:: GIVEN PASSAGE ::
*** Block opens ***

Twitter words of warning

From CommunityData

Twitter research can be heaps of fun, but it does have some pitfalls. Here are a few things to keep in mind...

You are what you sample. When we write a python script to collect Twitter data we are only building one part of a scientific collection instrument. Twitter provides the rest. Not knowing how your collection instrument works is a problem for a scientific researcher. For example, we can’t be sure when we run a collection that we got everything that we requested. We don’t know what’s missing. Things might be missing because Twitter has a policy on how they release information. Things might be missing because there is something funny going on in Twitter’s technical systems. Either way, we scientists working outside of Twitter can not interrogate Twitter’s side of the collection directly.

Lots of people use Twitter. Lots don’t. And we don’t know the difference. There are heaps and piles and mounds of research that tells us that so far, no single socio-technical system is used by every person on earth. Rather, every communication has its own set of users. Twitter is a company. Who Twitter users are and how those users might be the same or different to any other group is proprietary information. Be wary of generalizations made between Twitter users and any other group such as populations are large.

*** Block closes ***

:: EXERCISE REQUIREMENTS ::
1. Revise the Twitter warnings text from "Lots of people" to "populations are large.", substituting "confidential information" for "proprietary information".
2. In the Twitter warnings text, what part of the collection are scientists working outside of Twitter unable to interrogate directly?
3. Carry the text on the pitfalls of Twitter research forward from its final sentence.

:: EXTRACTED RECORDS ::
*** Block opens ***

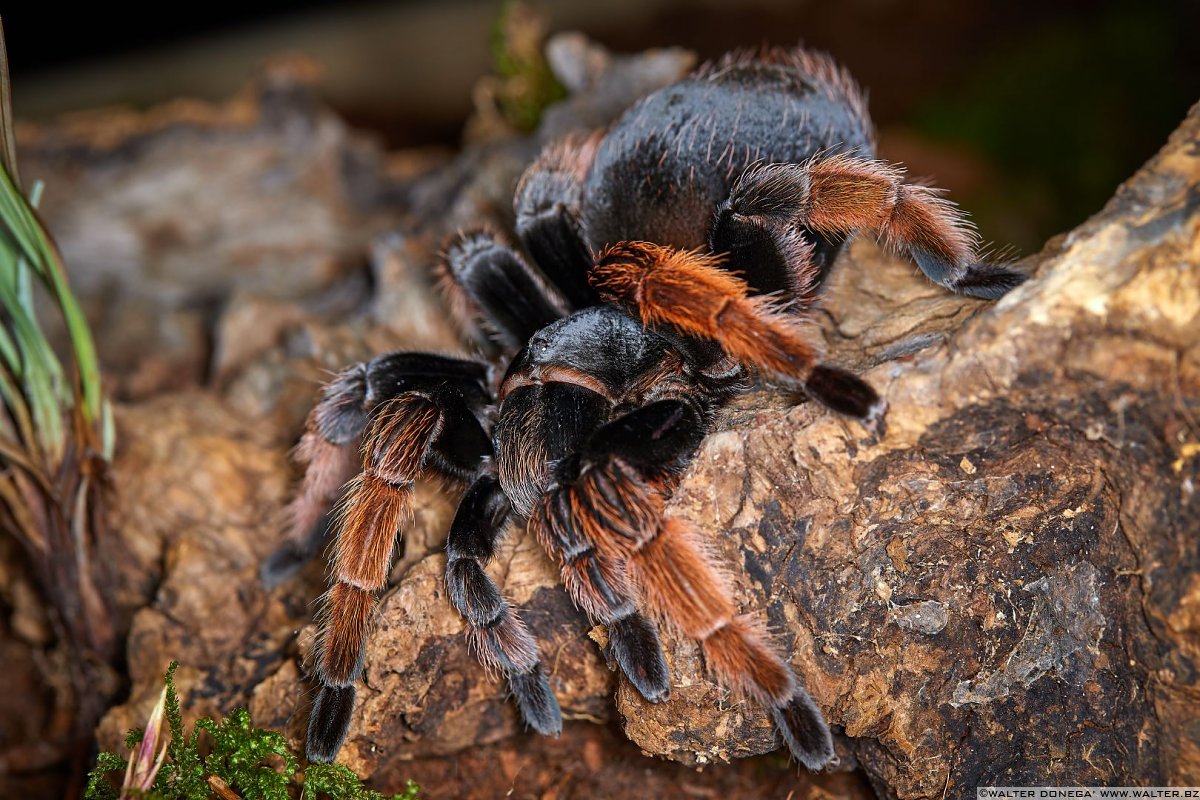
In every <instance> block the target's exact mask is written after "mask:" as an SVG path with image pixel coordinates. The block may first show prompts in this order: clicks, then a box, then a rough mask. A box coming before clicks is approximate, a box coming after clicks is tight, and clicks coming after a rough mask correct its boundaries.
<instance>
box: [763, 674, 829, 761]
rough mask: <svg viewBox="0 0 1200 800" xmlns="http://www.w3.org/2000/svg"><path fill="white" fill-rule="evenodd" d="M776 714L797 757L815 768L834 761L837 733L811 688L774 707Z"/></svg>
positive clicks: (787, 742) (791, 752)
mask: <svg viewBox="0 0 1200 800" xmlns="http://www.w3.org/2000/svg"><path fill="white" fill-rule="evenodd" d="M772 714H773V715H774V717H775V727H776V728H779V733H780V734H782V736H784V741H785V742H786V744H787V750H790V751H791V753H792V756H794V757H796V760H798V762H800V763H802V764H804V765H805V766H806V768H809V769H810V770H814V771H816V770H820V769H824V768H826V766H828V765H829V764H830V763H833V760H834V752H833V734H830V733H829V726H828V724H826V721H824V715H822V714H821V709H818V708H817V704H816V703H814V702H812V698H811V697H809V693H808V692H805V691H804V690H803V688H800V690H797V692H796V694H794V696H793V697H792V699H791V700H790V702H788V703H787V705H782V706H775V708H773V709H772Z"/></svg>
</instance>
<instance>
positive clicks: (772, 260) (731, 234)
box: [708, 197, 844, 311]
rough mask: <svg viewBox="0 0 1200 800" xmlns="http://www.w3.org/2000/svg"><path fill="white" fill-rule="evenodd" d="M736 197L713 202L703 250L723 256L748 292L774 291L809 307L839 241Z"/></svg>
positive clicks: (838, 250)
mask: <svg viewBox="0 0 1200 800" xmlns="http://www.w3.org/2000/svg"><path fill="white" fill-rule="evenodd" d="M737 200H738V198H737V197H732V198H727V199H725V200H722V201H721V203H720V204H719V205H718V206H716V215H715V216H714V218H713V225H712V229H710V230H709V235H708V247H709V249H710V251H712V252H713V253H716V254H726V255H727V260H728V264H730V265H732V267H733V269H737V270H739V271H742V272H743V277H744V279H745V282H746V284H748V287H749V288H750V290H751V293H752V294H776V295H779V296H780V297H781V299H782V300H785V301H787V302H788V303H790V306H791V307H792V308H793V309H794V311H802V309H803V308H805V307H808V306H809V305H811V302H812V301H814V300H815V299H816V294H817V289H818V288H820V285H821V283H823V282H824V278H826V276H827V275H828V273H829V267H830V266H832V265H833V261H834V260H835V259H836V258H838V253H839V252H840V251H841V245H842V241H844V240H842V239H840V237H826V236H821V235H817V234H815V233H812V231H811V230H808V229H805V228H800V227H797V225H794V224H791V223H790V222H788V221H787V219H781V218H779V217H778V216H772V215H764V213H755V211H756V210H755V209H746V207H744V204H739V203H738V201H737Z"/></svg>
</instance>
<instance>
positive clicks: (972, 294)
mask: <svg viewBox="0 0 1200 800" xmlns="http://www.w3.org/2000/svg"><path fill="white" fill-rule="evenodd" d="M1028 277H1030V276H1027V275H1026V273H1025V272H1018V271H1016V270H1014V269H1012V267H1009V266H1006V265H1004V264H988V263H979V264H972V265H971V266H968V267H967V271H966V273H965V275H964V276H962V277H961V278H959V279H958V281H955V282H954V285H953V287H950V288H952V289H954V291H956V293H959V294H965V295H970V296H972V297H984V299H985V300H995V299H996V297H1002V296H1004V295H1006V294H1008V293H1009V291H1010V290H1013V289H1015V288H1016V287H1019V285H1021V284H1022V283H1025V282H1026V281H1027V279H1028Z"/></svg>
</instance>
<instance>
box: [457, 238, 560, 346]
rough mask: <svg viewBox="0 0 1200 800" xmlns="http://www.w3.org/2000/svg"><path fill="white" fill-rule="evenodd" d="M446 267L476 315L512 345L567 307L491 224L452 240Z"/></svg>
mask: <svg viewBox="0 0 1200 800" xmlns="http://www.w3.org/2000/svg"><path fill="white" fill-rule="evenodd" d="M445 270H446V276H448V277H449V278H450V281H451V288H452V289H454V290H457V291H461V293H463V294H464V295H466V299H467V301H468V303H469V305H470V306H473V307H474V308H475V309H476V312H478V318H479V319H478V320H476V321H478V323H480V324H481V325H482V326H484V327H485V329H486V330H487V331H488V332H490V333H491V335H492V337H493V338H494V339H496V341H497V343H498V344H499V345H500V347H502V348H504V349H506V350H509V351H515V350H517V349H520V348H521V347H522V345H523V344H524V343H526V342H528V341H529V337H530V336H533V335H534V333H535V332H536V331H538V330H540V329H542V327H545V326H546V325H550V324H551V323H552V321H554V320H556V319H559V318H560V317H563V315H564V314H565V312H566V309H565V307H564V302H563V300H560V299H559V297H558V296H556V294H554V293H553V290H552V289H550V288H548V287H547V285H546V282H545V279H544V278H542V277H541V276H540V275H539V273H538V272H536V270H534V269H533V267H530V266H529V264H528V263H527V261H526V260H524V259H523V258H522V257H521V254H520V253H517V252H516V251H515V249H512V248H511V247H510V246H508V245H506V243H504V242H503V241H502V240H500V239H499V237H498V236H497V235H496V234H494V233H492V231H490V230H472V231H467V233H463V234H460V235H457V236H456V237H455V239H454V240H451V242H450V245H449V246H448V247H446V252H445Z"/></svg>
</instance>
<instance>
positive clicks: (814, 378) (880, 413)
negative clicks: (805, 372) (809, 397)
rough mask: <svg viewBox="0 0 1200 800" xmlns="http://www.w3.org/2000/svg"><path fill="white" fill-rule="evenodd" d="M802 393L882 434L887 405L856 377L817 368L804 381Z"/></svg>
mask: <svg viewBox="0 0 1200 800" xmlns="http://www.w3.org/2000/svg"><path fill="white" fill-rule="evenodd" d="M804 391H806V392H808V393H809V395H811V396H812V397H814V398H815V399H816V401H817V402H820V403H821V404H822V405H824V407H826V408H828V409H830V410H833V411H838V413H839V414H845V415H846V416H852V417H854V419H857V420H859V421H860V422H862V423H863V425H864V426H866V429H868V431H870V432H871V433H874V434H875V435H877V437H882V435H883V434H884V432H886V425H884V416H886V415H887V413H888V403H887V401H884V399H883V398H882V397H880V396H878V393H877V392H876V391H875V390H874V389H871V386H870V385H869V384H868V383H866V381H864V380H863V379H862V378H859V377H858V375H856V374H853V373H850V372H846V371H845V369H839V368H838V367H830V366H827V365H817V366H816V367H814V368H812V372H811V373H810V374H809V379H808V380H805V381H804Z"/></svg>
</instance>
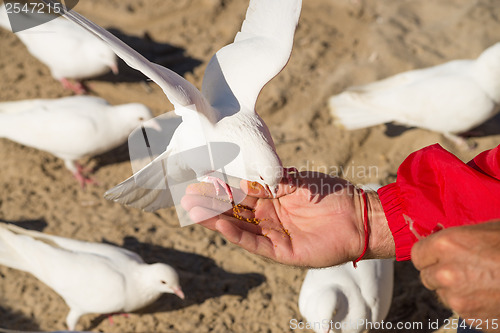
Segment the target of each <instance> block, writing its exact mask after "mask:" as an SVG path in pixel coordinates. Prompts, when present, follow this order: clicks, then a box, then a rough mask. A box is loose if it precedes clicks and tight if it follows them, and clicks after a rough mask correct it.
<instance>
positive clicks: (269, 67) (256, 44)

*** Block closes ***

:: TASK RESULTS ::
1.
Lots of people use Twitter. Lots don’t. And we don’t know the difference. There are heaps and piles and mounds of research that tells us that so far, no single socio-technical system is used by every person on earth. Rather, every communication has its own set of users. Twitter is a company. Who Twitter users are and how those users might be the same or different to any other group is confidential information. Be wary of generalizations made between Twitter users and any other group such as populations are large.

2. Twitter's side of the collection.

3.
Love the rainbow. Fear the rainbow. The fun of doing research on Twitter is that there is such so much heterogeniety. Twitter breaks up the account and Tweet data into over 200 different categories. Many of these categories are themselves hugely diverse.

Scientific Twitter research = Big work, small claims. For the reasons above, expect to do a lot of leg work to get meaningful insights out of Twitter data. Also expect that those insights may be very circumspect.

Don’t go easy on other Twitter researchers. The above advice might seem like Research 101 advice, we see these mistakes over and over in published papers.